* **EXERCISE TASK**:
Reproduce the lines below from the one that contains "pick out the ocean" through the end, inclusive, and add nothing.

◆ ◆ ◆

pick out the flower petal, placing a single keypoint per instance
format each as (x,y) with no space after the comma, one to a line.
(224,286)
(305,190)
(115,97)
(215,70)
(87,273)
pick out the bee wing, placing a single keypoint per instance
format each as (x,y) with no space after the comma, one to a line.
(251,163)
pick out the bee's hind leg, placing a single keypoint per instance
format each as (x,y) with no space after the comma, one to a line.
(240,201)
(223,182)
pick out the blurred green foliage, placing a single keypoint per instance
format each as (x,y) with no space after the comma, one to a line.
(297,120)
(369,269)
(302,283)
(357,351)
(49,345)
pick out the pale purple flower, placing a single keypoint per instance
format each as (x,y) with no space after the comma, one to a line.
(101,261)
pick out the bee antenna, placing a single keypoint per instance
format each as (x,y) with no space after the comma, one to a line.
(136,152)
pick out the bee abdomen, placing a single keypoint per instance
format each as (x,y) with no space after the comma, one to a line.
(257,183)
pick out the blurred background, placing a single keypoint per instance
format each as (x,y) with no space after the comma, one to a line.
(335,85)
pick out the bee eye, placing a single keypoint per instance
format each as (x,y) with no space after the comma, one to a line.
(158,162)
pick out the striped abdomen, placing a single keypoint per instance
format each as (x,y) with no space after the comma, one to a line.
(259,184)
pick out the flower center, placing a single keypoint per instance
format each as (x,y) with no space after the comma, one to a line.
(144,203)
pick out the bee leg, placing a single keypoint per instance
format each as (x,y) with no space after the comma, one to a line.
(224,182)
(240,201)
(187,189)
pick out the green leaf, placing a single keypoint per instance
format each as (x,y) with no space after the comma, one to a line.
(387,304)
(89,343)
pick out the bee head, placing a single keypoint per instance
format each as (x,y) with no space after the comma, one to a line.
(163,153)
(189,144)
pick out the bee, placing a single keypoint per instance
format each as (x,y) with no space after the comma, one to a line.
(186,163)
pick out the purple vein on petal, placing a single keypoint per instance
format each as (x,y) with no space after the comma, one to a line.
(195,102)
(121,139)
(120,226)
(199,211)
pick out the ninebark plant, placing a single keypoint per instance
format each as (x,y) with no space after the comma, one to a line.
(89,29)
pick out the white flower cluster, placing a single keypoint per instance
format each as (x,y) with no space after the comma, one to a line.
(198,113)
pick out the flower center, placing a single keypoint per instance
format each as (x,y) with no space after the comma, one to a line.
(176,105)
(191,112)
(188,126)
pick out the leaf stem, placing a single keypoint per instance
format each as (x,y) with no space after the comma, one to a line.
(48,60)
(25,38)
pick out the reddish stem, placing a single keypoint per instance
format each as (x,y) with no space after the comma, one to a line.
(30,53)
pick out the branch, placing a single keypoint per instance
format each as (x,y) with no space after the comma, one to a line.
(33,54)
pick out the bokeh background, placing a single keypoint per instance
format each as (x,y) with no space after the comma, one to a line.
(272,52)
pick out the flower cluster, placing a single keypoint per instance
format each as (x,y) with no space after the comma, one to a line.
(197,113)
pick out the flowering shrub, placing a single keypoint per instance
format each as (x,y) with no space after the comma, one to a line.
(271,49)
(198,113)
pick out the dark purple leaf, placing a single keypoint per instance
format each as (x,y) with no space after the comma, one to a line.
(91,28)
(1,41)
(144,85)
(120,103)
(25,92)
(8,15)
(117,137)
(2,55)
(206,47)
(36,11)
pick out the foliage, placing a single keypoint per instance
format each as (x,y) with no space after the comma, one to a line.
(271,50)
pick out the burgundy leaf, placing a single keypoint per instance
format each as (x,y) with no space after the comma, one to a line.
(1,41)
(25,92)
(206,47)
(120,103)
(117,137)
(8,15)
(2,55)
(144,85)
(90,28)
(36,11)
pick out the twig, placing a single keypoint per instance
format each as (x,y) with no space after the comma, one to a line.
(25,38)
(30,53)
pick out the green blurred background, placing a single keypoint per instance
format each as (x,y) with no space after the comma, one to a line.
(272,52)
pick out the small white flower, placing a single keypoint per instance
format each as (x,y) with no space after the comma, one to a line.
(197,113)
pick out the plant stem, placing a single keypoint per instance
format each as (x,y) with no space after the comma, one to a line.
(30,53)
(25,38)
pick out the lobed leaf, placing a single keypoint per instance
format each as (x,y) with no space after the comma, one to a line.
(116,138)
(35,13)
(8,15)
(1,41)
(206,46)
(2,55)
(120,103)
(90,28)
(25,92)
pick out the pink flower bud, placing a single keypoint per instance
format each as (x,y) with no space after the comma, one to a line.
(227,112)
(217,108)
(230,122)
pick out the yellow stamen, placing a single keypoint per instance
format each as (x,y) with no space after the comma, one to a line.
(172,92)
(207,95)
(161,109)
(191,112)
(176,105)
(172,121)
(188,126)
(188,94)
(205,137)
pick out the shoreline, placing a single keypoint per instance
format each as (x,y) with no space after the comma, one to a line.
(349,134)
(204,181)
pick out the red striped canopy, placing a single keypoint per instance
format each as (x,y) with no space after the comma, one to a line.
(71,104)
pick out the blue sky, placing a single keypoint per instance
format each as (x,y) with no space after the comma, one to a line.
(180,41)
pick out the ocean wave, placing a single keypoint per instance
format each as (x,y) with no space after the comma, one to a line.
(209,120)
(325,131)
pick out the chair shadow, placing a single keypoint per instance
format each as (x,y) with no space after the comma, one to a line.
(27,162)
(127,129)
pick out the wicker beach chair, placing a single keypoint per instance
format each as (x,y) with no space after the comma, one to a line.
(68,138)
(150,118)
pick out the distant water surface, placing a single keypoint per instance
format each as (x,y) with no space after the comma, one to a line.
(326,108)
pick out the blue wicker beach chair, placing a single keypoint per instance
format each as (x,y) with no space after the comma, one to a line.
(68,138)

◆ ◆ ◆

* **EXERCISE RESULT**:
pick out the ocean wave, placing a single keypoint per instance
format each as (x,y) with no space after the comma, one to a line.
(209,120)
(325,131)
pick out the chair shadow, placing a single keypoint per instance
format each as (x,y) with no space after the comma, one to a line.
(27,162)
(127,129)
pick out the wicker beach chair, placing a single keypoint per instance
format each as (x,y) with no space after the comma, one to a line.
(68,138)
(150,118)
pick out the distant water surface, placing a single keypoint per instance
format each as (x,y) with no space after the comma, one to a line.
(326,108)
pick out the blue wicker beach chair, placing a single keypoint per instance
format each as (x,y) with no space after the comma, one to a line.
(68,138)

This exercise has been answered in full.